Entries shown:

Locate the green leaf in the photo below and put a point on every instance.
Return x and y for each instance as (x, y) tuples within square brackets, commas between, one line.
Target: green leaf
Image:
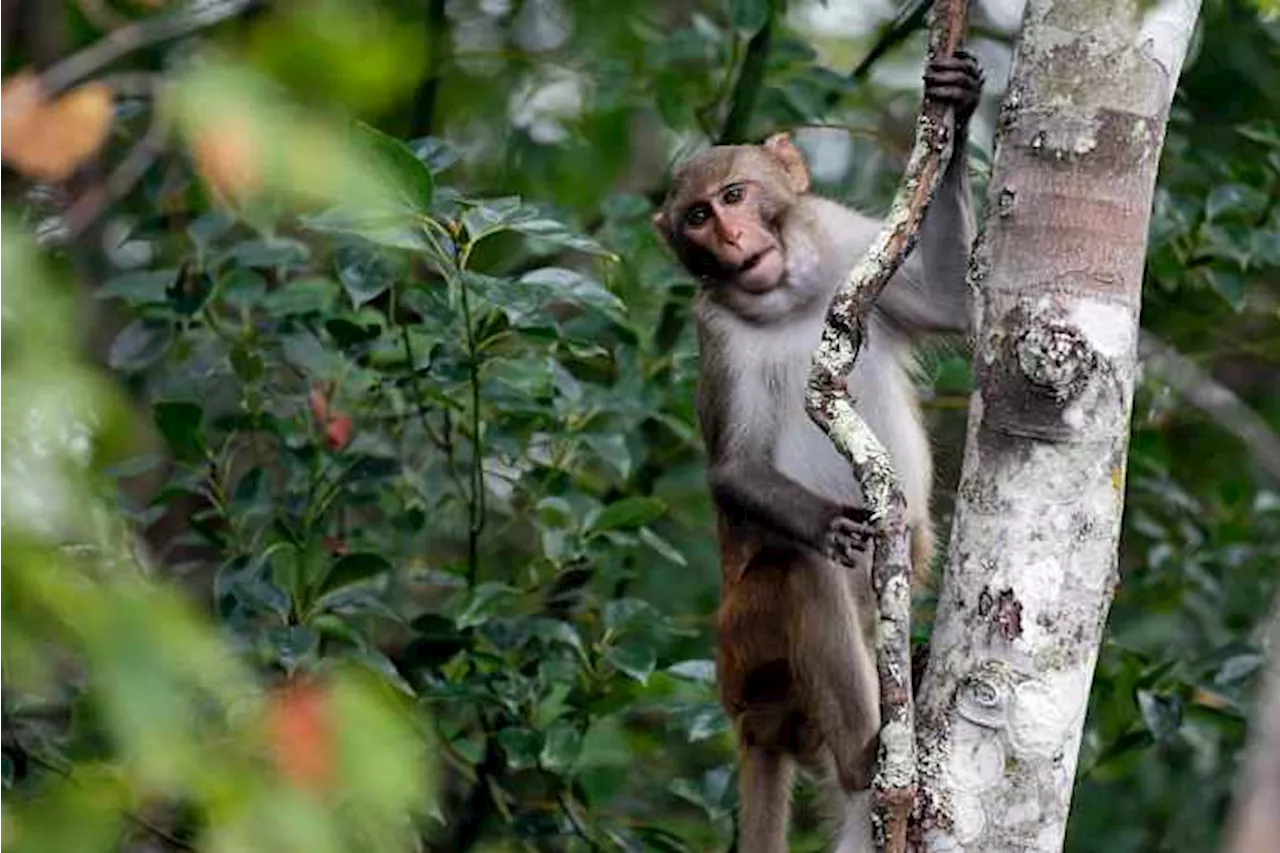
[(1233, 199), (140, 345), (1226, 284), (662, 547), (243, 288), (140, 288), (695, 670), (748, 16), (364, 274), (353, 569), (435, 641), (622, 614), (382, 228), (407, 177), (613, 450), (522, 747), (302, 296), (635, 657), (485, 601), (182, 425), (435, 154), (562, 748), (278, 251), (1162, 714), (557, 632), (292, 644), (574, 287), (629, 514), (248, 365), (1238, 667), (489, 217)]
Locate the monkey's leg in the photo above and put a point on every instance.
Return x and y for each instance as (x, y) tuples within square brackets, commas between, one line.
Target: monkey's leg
---
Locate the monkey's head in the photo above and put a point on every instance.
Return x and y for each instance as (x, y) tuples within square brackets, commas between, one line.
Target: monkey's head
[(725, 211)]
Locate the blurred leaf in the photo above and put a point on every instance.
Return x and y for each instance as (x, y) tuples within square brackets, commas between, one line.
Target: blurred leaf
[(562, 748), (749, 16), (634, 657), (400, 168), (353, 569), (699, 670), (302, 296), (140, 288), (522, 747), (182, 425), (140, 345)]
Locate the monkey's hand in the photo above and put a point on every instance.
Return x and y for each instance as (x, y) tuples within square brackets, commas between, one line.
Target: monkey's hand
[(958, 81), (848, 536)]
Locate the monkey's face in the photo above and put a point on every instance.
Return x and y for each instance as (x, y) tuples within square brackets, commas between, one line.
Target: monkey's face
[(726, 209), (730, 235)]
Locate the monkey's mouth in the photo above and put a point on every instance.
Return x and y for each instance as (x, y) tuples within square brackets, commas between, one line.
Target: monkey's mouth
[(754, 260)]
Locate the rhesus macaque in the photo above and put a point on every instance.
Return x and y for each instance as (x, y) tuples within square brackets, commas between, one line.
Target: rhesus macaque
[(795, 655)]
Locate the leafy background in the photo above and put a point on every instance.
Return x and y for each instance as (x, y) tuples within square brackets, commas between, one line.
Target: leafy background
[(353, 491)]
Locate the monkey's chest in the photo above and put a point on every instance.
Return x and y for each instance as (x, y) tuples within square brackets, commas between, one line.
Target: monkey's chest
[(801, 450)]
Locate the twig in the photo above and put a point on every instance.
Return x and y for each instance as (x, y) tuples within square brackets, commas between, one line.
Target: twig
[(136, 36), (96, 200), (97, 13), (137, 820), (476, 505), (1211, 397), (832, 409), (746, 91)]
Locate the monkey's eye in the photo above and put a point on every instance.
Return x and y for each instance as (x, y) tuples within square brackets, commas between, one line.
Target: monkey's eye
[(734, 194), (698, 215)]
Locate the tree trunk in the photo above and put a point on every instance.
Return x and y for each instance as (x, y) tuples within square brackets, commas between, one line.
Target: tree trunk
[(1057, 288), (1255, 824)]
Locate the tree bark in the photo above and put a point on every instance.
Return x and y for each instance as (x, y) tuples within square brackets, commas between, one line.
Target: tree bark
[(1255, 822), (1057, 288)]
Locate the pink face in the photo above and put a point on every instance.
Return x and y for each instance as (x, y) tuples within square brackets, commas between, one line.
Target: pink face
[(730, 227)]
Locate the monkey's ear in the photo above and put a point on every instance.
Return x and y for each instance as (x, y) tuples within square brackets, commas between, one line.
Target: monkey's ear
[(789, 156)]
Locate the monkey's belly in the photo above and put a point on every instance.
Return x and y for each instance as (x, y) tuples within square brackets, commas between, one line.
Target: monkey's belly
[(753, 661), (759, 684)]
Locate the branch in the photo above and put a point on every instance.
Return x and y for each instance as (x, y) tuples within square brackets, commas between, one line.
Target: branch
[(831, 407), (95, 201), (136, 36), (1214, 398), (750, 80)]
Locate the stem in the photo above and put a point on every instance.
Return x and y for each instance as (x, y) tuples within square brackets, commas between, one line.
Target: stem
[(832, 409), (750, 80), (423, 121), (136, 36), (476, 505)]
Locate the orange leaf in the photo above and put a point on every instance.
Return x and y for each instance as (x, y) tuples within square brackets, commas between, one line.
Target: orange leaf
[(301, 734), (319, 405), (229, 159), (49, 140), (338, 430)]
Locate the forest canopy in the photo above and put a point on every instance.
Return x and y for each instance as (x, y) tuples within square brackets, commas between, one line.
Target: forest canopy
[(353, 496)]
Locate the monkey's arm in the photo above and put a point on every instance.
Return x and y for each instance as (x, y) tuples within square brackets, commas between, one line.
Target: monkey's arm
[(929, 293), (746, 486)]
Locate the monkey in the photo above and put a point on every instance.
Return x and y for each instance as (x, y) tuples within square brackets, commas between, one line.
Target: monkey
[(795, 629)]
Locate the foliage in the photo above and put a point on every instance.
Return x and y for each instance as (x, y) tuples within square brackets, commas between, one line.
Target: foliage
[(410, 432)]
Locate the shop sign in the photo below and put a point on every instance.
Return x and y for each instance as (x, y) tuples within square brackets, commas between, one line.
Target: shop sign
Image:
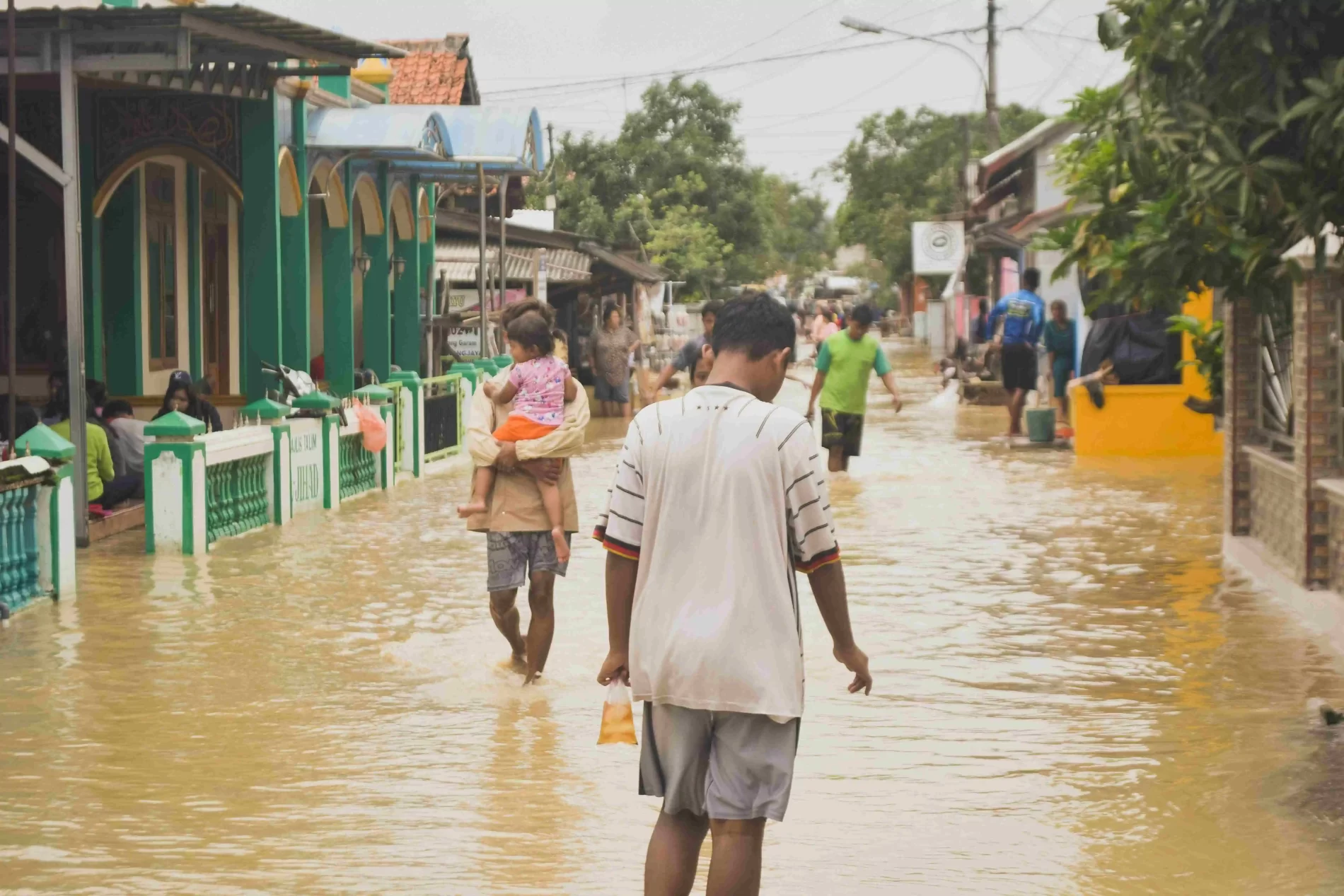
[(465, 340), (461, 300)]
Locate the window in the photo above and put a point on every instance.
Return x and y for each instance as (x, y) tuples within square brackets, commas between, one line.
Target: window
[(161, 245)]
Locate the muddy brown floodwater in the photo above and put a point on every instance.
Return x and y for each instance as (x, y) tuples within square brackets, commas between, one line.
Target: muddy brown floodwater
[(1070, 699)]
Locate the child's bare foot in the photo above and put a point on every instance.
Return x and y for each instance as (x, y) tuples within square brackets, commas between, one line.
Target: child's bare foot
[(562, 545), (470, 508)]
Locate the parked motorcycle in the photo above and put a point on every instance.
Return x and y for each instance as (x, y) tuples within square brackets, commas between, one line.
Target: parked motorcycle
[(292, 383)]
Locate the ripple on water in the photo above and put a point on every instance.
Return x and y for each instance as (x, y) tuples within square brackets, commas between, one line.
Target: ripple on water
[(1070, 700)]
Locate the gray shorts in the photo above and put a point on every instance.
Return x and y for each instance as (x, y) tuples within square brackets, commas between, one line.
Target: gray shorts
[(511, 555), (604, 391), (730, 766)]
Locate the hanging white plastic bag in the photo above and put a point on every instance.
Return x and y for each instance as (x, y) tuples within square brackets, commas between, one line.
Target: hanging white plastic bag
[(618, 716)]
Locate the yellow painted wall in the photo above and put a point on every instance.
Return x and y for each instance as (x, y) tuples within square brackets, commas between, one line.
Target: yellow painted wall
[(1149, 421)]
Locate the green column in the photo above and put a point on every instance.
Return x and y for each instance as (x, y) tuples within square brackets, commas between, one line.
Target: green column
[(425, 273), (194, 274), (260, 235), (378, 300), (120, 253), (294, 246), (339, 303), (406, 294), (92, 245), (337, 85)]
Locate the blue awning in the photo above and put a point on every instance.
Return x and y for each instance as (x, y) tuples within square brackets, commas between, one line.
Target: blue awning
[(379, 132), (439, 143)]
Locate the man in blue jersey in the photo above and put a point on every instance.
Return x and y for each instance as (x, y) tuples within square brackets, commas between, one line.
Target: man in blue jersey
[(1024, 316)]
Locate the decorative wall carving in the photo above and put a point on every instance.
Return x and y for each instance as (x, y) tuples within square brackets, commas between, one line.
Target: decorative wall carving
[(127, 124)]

What you are asked to do: Could you convert the listing between the lines holding "Locate the shop" and "[(562, 545), (470, 508)]", inclusive, into a two-column CSV headed instruction and coordinates, giving each instruction text and its coordinates one row, each value a single quoted field with line breaks replaced by spaces? Leave the pictures out.

Response to the task:
instruction,coordinates
"Locate the shop sign in the photo below and put a point on every instance. Return x and y for each instance as (x, y) tuples within square brackets, commas between, one line. Target: shop sign Image:","[(465, 340), (461, 300)]"
"Locate the window in the photo above and put a point on every instance. Return x and y for each instance as (x, y) tuples within square brackets, commas between, one line. Target: window","[(161, 245)]"
"Locate the muddy brown floodwater in the photo above and put a point on every instance. Return x and y for each instance as (x, y) tuples within square brackets, commas between, one line. Target: muddy brown floodwater","[(1070, 699)]"
"Locate the child's bare foot in the photo above and put a point on every instance. Return x and y for each instance as (x, y) tuples within square brackets, commas between, one line. Target: child's bare foot","[(562, 545), (470, 508)]"